─── PROVIDED RECORDS

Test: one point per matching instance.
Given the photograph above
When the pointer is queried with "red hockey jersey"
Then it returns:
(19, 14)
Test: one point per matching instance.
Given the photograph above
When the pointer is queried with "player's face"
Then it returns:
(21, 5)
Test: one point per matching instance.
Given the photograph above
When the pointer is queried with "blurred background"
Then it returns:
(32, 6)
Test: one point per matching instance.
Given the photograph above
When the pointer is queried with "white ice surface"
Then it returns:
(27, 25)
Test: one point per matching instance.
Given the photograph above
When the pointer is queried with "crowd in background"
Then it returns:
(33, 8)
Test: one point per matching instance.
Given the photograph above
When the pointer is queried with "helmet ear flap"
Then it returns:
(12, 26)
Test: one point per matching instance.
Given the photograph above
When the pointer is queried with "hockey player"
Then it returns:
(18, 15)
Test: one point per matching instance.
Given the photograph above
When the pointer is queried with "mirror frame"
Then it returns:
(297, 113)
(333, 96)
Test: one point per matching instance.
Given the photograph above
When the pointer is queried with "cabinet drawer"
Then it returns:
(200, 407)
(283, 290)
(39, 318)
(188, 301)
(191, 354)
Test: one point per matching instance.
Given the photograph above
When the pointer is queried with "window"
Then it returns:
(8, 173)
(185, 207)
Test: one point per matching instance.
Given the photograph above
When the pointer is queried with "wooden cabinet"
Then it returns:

──────

WHAT IS EXPECTED: Copy every line that contains "background" from the listing above.

YOUR SOLUTION:
When the pointer is queried with "blurred background"
When the pointer is queried with "crowd in background"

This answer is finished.